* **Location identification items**
"""
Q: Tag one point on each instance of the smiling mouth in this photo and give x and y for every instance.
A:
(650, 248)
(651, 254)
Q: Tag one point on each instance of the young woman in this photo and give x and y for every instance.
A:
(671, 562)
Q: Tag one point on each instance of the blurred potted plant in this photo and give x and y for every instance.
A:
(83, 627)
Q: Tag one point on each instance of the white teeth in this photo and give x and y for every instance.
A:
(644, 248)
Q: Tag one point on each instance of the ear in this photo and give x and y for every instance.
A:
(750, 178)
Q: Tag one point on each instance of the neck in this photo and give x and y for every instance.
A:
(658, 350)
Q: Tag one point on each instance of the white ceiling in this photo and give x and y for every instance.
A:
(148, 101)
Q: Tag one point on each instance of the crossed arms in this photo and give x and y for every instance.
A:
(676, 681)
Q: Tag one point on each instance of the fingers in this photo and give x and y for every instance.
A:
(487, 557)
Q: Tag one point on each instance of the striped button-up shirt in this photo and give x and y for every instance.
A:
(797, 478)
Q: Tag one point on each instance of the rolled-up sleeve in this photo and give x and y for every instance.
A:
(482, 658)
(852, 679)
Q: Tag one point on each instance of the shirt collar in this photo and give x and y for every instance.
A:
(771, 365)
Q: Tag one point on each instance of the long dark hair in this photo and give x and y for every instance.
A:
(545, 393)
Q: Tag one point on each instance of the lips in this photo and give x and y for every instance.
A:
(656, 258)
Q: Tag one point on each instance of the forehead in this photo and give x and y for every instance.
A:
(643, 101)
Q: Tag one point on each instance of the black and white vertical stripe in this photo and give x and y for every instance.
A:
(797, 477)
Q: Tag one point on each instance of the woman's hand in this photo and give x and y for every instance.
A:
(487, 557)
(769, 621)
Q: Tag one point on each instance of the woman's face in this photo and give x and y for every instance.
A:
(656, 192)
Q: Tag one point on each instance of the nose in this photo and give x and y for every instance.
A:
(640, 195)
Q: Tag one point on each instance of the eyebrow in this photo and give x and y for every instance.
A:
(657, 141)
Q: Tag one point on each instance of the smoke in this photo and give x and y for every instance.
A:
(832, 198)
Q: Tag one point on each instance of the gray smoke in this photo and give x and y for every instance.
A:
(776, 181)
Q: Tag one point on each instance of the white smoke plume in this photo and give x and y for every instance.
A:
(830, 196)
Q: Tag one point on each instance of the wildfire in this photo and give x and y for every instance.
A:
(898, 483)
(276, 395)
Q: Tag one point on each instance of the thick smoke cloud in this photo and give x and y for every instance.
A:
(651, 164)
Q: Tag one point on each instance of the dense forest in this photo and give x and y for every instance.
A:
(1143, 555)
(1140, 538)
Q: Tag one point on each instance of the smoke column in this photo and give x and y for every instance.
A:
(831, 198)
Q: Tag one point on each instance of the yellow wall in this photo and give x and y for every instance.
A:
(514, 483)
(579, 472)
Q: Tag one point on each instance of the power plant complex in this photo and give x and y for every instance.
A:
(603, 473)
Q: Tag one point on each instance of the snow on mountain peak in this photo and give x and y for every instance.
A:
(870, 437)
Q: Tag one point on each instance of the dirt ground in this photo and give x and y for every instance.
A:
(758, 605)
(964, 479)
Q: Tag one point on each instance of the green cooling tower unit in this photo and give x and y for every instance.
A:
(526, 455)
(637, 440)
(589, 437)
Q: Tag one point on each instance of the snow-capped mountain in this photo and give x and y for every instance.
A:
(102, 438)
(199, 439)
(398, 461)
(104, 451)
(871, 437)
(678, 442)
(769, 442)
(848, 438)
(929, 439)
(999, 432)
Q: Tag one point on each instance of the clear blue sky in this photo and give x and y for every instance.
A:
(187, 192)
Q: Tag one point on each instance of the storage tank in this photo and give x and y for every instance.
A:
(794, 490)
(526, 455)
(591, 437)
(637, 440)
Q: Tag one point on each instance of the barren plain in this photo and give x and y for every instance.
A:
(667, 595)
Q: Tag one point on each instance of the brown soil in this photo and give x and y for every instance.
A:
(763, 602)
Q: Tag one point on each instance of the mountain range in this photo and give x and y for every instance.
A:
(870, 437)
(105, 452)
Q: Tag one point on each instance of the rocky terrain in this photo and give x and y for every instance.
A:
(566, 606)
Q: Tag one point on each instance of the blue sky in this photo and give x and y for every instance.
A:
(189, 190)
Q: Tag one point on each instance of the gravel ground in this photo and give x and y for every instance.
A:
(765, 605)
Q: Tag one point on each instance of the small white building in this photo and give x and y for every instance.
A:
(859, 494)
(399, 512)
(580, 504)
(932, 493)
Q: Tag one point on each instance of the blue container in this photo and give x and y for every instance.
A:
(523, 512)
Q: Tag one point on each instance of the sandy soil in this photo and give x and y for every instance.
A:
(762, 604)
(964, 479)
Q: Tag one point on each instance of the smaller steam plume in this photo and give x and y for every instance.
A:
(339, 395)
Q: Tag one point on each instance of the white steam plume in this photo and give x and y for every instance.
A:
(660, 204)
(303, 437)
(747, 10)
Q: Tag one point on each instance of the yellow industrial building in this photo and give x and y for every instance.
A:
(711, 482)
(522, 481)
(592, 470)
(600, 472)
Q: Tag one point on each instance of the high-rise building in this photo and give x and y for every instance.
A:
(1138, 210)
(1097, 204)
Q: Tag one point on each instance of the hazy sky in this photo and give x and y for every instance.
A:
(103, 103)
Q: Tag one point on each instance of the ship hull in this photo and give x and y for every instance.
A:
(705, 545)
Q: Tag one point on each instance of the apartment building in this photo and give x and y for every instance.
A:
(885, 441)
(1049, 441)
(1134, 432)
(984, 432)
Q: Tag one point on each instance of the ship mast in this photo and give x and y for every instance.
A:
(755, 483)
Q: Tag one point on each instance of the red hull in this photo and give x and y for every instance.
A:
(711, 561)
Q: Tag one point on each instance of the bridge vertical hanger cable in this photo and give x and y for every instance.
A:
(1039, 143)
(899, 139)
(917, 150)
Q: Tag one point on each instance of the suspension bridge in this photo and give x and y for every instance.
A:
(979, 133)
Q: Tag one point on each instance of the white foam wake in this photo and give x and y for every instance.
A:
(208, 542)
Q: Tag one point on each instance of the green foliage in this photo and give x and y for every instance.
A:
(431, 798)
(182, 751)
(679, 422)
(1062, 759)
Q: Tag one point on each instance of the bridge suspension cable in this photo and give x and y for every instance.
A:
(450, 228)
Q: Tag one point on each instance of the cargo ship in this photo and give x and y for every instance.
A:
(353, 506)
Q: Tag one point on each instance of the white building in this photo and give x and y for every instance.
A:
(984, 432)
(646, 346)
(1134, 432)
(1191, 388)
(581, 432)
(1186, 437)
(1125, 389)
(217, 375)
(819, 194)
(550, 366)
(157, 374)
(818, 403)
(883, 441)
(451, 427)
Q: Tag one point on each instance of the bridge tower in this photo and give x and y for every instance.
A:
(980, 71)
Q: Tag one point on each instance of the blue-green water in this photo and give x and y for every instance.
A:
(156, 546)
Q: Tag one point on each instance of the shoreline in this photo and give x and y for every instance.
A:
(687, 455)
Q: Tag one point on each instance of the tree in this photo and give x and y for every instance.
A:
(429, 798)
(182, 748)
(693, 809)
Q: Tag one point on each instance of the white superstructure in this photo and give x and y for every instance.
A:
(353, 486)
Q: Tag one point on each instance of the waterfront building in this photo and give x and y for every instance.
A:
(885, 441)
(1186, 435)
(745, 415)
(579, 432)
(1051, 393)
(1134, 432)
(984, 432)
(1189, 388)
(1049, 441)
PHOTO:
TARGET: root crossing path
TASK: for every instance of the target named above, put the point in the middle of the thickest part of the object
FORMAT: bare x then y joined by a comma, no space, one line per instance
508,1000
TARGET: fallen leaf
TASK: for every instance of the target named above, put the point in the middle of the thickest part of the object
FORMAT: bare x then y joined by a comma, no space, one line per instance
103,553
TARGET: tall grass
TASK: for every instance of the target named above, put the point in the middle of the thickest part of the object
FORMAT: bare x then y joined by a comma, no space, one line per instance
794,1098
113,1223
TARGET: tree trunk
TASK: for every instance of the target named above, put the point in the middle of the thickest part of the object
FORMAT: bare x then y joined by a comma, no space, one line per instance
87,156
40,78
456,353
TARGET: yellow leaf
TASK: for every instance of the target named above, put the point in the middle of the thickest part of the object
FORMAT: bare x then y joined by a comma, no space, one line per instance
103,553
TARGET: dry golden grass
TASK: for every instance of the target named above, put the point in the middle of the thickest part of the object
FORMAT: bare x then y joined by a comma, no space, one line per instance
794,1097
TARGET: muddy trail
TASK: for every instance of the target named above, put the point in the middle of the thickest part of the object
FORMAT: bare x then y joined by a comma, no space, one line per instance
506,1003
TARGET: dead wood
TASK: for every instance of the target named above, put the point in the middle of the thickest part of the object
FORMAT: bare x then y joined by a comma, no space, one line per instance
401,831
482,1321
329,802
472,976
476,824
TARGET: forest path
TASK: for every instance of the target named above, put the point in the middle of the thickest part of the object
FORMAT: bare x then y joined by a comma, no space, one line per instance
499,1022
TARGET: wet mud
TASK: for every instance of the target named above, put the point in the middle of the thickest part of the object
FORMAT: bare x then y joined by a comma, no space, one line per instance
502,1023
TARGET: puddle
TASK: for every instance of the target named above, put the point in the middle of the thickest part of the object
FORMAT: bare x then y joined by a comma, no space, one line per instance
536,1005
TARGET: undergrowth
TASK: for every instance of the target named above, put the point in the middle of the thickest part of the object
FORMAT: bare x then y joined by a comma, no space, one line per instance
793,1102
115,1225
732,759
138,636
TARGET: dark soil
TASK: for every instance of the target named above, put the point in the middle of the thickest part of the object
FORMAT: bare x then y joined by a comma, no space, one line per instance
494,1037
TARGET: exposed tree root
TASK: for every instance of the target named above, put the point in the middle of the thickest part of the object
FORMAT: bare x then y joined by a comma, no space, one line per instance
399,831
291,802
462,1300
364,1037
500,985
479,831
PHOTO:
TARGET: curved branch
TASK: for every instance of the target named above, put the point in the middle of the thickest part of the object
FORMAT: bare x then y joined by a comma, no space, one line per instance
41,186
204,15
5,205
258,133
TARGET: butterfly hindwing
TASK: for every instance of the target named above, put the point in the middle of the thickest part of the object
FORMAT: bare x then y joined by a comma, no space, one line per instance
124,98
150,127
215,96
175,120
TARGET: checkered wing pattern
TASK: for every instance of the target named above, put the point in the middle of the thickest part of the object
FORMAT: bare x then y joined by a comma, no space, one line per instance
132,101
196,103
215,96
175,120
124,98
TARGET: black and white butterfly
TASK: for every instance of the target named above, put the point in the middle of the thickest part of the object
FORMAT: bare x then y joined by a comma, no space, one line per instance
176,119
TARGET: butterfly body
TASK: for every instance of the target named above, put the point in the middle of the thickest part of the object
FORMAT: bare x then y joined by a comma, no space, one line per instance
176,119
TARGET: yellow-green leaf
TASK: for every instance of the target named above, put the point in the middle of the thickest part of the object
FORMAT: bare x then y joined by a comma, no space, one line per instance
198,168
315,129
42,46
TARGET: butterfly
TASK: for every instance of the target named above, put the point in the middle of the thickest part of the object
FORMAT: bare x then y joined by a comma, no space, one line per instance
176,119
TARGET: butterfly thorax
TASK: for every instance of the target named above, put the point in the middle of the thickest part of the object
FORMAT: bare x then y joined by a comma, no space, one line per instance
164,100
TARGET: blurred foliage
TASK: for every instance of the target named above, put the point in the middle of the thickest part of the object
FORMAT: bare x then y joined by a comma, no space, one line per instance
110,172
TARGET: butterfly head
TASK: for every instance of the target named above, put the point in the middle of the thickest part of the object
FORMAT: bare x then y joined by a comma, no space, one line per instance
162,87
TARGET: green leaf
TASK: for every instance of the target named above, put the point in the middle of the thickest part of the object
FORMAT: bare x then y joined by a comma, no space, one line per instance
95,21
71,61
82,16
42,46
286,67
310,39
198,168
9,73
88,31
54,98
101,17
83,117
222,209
"""
* **INSTRUCTIONS FOR THE TASK**
Output exactly the lines above, from the one holding "TARGET: butterfly head" through the end of the data, including the first and last.

* **FULL OUTPUT**
TARGET: butterfly head
TASK: for every instance of the target named above, put the point in the middle of the thickest part of the object
FORMAT: bare x then y joined by a comma, no space, one line per instance
162,87
TARGET: green leaf
TASK: for every instance of the target named above, put the point in the middle of the thickest part of the object
FORMAT: bare x then y joined by a comma, no space, one line per instance
95,21
71,61
82,16
42,46
286,67
310,39
198,168
9,73
88,31
54,98
101,17
83,117
222,209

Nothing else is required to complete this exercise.